◆ 给定题目 A
在关于 ZeRO++ 的文本段落中，“This paper introduces three communication volume reduction techniques, which we collectively refer to as ZeRO++, targeting each of the communication collectives in ZeRO.”这句话译成中文是什么？

◆ 文本段落
- - - - -
QUICK REVIEW

[论文解读] ZeRO++: Extremely Efficient Collective Communication for Giant Model Training

Guanhua Wang, Heyang Qin|arXiv (Cornell University)|Jun 16, 2023

Advanced Neural Network Applications被引用 15

一句话总结

ZeRO++ 引入三种通信量降低技术（qwZ、hpZ、qgZ），将 ZeRO 的跨节点数据移动减少至最高 4x，从而提升巨型模型训练的吞吐量。

ABSTRACT

Zero Redundancy Optimizer (ZeRO) has been used to train a wide range of large language models on massive GPUs clusters due to its ease of use, efficiency, and good scalability. However, when training on low-bandwidth clusters, or at scale which forces batch size per GPU to be small, ZeRO's effective throughput is limited because of high communication volume from gathering weights in forward pass, backward pass, and averaging gradients. This paper introduces three communication volume reduction techniques, which we collectively refer to as ZeRO++, targeting each of the communication collectives in ZeRO. First is block-quantization based all-gather. Second is data remapping that trades-off communication for more memory. Third is a novel all-to-all based quantized gradient averaging paradigm as replacement of reduce-scatter collective, which preserves accuracy despite communicating low precision data. Collectively, ZeRO++ reduces communication volume of ZeRO by 4x, enabling up to 2.16x better throughput at 384 GPU scale.
- - - - -
◆ 所附列表

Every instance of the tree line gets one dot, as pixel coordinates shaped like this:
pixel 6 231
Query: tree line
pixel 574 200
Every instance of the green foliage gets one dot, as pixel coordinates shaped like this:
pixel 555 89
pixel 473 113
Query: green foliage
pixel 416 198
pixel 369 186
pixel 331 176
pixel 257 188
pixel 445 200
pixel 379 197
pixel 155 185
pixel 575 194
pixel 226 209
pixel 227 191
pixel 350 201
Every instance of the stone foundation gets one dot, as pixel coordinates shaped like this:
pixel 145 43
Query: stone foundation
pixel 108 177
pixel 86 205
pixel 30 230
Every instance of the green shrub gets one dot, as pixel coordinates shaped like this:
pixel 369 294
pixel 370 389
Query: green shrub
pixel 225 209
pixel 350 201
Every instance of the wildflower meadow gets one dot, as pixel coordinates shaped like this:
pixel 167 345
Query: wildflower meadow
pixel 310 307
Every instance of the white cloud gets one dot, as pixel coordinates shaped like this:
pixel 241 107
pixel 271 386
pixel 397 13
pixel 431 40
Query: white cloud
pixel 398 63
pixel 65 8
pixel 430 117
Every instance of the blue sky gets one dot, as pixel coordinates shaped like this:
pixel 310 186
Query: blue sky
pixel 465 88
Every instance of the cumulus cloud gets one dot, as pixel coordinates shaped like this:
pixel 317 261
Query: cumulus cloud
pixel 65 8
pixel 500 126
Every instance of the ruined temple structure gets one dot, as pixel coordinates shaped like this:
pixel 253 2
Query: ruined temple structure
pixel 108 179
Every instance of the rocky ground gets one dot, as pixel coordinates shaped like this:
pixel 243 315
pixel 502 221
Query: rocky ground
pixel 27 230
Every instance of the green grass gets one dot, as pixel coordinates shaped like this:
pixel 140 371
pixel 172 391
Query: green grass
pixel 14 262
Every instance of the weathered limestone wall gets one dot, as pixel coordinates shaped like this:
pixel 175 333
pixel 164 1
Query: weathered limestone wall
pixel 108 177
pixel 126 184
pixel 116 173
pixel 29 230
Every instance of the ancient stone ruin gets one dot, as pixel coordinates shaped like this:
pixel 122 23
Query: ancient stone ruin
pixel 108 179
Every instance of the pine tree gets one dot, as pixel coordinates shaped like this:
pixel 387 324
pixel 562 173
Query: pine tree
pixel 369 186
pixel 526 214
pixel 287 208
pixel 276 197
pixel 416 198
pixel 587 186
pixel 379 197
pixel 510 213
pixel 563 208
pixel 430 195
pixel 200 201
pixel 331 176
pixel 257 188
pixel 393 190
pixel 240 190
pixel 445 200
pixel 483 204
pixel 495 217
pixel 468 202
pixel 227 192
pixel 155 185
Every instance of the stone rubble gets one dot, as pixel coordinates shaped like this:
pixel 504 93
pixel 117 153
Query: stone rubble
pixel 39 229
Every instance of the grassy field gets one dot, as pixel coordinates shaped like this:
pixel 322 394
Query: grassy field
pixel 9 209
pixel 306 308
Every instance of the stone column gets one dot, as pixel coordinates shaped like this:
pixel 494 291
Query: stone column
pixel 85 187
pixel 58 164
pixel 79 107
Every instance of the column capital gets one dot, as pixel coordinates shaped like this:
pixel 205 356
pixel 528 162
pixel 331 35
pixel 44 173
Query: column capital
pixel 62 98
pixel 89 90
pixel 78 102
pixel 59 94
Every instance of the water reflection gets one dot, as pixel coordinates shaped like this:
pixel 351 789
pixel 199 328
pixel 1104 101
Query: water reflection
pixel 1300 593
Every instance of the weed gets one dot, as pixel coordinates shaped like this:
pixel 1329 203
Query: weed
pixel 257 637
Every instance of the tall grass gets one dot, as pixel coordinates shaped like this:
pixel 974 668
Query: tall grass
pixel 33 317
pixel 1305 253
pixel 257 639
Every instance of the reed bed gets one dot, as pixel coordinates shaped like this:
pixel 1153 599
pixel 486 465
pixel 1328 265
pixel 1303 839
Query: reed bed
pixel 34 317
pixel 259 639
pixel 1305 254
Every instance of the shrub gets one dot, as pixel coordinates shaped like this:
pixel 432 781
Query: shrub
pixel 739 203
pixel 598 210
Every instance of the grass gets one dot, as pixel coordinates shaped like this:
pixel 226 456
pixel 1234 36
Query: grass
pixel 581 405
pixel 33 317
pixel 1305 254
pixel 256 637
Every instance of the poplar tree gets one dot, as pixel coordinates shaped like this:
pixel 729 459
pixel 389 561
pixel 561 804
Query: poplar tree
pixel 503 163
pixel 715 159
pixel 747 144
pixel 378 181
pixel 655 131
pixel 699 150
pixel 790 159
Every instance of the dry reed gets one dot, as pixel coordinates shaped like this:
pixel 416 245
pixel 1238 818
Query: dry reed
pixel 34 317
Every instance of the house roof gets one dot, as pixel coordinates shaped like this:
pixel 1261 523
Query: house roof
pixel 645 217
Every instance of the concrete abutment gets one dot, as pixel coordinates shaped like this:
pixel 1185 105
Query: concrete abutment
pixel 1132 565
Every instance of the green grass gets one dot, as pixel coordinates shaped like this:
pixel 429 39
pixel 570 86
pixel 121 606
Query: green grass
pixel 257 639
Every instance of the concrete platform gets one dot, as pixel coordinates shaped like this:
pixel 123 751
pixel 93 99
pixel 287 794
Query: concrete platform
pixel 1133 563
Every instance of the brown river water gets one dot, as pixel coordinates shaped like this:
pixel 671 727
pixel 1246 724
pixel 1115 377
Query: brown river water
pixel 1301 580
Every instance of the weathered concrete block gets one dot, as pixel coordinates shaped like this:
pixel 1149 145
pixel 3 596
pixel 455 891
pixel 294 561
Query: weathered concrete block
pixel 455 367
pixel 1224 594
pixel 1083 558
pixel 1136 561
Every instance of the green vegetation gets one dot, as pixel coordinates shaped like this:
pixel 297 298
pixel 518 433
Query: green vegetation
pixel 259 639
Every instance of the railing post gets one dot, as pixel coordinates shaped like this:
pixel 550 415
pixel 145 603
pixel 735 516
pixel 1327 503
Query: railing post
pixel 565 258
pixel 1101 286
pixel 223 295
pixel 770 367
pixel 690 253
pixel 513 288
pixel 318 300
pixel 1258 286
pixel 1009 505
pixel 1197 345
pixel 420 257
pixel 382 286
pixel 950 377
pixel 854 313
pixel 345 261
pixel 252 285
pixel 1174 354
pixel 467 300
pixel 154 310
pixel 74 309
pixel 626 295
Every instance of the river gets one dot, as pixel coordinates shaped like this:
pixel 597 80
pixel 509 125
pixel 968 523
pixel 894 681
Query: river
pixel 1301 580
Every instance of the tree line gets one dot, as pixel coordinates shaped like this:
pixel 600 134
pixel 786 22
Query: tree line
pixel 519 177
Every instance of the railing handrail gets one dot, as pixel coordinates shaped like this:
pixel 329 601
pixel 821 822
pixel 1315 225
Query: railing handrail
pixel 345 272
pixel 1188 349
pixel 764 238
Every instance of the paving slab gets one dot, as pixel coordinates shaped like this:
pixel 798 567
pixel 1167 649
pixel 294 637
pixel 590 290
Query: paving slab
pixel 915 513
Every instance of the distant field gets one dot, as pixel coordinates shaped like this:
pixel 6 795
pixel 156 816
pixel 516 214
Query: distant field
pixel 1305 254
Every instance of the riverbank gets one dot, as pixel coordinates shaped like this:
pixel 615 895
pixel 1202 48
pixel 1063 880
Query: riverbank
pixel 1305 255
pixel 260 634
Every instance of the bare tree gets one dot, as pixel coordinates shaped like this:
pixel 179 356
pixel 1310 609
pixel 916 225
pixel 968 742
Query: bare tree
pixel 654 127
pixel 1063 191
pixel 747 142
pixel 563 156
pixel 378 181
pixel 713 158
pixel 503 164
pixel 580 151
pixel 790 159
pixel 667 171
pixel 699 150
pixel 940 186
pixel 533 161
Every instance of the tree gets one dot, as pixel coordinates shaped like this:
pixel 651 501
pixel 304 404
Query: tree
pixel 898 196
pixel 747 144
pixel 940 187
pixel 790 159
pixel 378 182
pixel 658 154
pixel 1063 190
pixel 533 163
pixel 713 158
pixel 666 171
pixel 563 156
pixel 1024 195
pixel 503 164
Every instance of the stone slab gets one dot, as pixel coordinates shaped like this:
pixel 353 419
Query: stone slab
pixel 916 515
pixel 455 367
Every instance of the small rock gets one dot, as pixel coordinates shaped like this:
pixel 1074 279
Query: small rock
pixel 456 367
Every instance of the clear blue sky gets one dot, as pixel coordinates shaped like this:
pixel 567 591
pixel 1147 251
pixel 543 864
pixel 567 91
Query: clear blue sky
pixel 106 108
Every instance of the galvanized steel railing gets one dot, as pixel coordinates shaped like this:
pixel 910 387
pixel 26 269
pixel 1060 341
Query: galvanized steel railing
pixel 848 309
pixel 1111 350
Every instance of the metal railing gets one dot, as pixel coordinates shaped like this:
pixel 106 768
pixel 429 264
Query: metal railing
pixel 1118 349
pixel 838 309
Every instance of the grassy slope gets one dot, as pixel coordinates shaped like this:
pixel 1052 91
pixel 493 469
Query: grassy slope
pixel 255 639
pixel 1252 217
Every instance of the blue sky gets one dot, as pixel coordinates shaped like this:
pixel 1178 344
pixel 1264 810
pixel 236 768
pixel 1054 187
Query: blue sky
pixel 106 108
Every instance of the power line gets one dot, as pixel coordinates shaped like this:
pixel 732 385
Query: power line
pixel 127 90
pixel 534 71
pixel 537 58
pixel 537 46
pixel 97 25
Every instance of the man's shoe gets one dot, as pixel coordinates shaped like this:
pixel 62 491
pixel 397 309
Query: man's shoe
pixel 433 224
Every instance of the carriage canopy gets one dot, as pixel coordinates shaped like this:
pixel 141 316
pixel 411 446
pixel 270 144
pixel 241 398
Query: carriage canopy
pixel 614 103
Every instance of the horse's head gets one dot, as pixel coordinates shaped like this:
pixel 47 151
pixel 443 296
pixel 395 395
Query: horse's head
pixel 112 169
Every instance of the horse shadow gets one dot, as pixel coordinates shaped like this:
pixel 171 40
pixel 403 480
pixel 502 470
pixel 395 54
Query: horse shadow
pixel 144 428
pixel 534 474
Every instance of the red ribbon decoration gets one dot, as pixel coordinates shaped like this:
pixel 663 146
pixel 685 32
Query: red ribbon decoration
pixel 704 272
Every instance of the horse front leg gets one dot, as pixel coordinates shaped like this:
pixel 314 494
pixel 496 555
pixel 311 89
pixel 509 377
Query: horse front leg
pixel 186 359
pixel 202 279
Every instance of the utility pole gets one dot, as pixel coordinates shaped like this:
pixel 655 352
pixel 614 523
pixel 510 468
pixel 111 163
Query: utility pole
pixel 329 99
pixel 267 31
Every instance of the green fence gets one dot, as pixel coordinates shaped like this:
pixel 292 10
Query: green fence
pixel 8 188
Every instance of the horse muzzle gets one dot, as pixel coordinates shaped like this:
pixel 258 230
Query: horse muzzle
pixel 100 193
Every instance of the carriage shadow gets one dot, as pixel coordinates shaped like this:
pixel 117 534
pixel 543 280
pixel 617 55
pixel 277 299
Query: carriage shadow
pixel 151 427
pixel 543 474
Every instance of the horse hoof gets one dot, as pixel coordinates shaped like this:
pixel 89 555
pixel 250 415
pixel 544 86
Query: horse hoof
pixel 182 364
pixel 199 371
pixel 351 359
- - - - -
◆ 给定题目 B
请原样引述列表中的这几行：从含有“Every instance of the stone column”的那一行开始，到含有“pixel 79 107”的那一行为止，首尾两行都包括在内。

◆ 完整解答 A
本文提出了三种降低通信量的技术，我们将其统称为 ZeRO++，分别针对 ZeRO 中的每一种集合通信操作。

◆ 完整解答 B
Every instance of the stone column gets one dot, as pixel coordinates shaped like this:
pixel 494 291
Query: stone column
pixel 85 187
pixel 58 164
pixel 79 107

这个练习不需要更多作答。